● **Task to complete**
Rewrite the items below from the line containing "of the gothic" through the end of the items, both ends included, replacing "gothic window" with "pointed window" and leaving everything else unchanged.

[Saved entries]
>>>
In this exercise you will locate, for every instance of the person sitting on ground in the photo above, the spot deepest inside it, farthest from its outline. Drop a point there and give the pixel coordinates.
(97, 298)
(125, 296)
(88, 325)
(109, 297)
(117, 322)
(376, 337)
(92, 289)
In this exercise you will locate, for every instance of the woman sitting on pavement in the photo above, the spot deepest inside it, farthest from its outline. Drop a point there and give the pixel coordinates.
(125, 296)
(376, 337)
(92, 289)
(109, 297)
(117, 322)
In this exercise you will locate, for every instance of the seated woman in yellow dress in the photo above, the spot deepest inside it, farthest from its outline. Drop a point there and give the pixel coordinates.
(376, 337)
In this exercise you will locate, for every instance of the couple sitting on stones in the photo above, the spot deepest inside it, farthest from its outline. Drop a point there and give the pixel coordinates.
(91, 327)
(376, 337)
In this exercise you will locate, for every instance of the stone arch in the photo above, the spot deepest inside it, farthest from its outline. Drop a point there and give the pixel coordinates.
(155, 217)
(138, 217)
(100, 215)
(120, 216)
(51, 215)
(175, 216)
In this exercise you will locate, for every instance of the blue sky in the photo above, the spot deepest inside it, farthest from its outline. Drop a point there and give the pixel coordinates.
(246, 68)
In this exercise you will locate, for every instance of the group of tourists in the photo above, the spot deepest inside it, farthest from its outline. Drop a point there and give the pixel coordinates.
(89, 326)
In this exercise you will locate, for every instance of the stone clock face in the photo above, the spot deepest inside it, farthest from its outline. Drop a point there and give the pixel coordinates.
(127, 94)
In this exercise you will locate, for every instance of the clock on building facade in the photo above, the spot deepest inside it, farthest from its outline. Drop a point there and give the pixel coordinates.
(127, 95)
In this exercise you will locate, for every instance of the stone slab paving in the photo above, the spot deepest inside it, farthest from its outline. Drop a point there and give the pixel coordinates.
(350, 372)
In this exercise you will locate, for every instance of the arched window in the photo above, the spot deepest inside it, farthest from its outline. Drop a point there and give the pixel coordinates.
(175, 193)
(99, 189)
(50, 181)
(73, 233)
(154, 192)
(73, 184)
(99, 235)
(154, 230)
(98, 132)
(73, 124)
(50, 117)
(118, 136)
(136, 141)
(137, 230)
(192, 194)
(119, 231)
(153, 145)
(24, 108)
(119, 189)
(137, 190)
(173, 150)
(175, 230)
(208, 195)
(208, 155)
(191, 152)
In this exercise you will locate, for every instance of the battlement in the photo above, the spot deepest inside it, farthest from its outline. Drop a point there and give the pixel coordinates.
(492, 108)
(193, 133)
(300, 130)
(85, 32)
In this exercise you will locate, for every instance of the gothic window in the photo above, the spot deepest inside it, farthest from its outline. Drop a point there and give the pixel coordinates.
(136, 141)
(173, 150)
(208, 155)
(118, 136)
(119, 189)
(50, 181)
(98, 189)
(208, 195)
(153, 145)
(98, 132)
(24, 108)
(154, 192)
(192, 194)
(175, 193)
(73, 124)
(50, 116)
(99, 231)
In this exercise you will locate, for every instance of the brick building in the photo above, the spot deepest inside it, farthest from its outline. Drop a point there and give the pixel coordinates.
<<<
● **Written solution**
In this exercise you will locate, for every instance of the pointed window in the photo above, the spot deepest inside it, farthest from its outline. Drop a point there and give the pixel coordinates.
(136, 141)
(173, 150)
(208, 155)
(118, 136)
(119, 189)
(50, 181)
(98, 189)
(208, 195)
(153, 145)
(98, 132)
(24, 108)
(154, 192)
(192, 194)
(175, 193)
(73, 124)
(50, 116)
(99, 231)
In this exercise you will locate, for every instance of the brick building in the photo above, the spot deepest inside it, farthest from its outline. Drop a point there and give the pixel coordinates.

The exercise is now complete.